▸ **TASK REQUIREMENTS**
How many lines in the records below contain the string "instance"? Reply with the number alone.

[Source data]
^^^^
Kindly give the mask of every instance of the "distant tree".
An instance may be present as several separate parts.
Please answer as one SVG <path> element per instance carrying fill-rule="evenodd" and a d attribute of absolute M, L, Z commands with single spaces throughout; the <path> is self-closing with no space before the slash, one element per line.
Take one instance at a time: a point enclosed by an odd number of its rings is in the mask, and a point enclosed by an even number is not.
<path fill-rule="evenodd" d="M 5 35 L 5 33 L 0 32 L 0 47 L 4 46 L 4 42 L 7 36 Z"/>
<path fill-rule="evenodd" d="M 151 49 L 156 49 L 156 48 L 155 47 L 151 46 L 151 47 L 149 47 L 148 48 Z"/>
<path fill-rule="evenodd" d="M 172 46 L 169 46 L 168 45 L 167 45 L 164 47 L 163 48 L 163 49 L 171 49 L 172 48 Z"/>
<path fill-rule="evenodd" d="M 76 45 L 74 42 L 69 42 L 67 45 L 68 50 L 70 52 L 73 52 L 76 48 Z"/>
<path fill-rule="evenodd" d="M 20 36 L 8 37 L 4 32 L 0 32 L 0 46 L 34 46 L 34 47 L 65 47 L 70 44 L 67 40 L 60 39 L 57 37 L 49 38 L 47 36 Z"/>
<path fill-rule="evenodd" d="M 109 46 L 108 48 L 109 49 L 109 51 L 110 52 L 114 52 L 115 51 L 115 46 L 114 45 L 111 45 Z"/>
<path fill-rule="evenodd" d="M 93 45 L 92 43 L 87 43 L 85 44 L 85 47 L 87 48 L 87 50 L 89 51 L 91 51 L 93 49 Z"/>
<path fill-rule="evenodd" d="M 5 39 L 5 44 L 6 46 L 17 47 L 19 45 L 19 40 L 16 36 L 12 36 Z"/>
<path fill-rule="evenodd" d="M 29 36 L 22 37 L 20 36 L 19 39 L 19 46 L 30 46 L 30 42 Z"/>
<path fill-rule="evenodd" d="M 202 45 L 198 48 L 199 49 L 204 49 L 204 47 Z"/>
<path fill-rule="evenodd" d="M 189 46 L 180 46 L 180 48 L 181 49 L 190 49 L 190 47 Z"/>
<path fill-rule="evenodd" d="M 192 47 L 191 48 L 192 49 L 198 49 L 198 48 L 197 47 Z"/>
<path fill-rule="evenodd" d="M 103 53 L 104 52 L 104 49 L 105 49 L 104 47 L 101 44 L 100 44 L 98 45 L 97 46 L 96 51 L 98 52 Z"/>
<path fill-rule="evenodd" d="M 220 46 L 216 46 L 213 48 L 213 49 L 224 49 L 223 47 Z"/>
^^^^
▸ **TASK OUTPUT**
4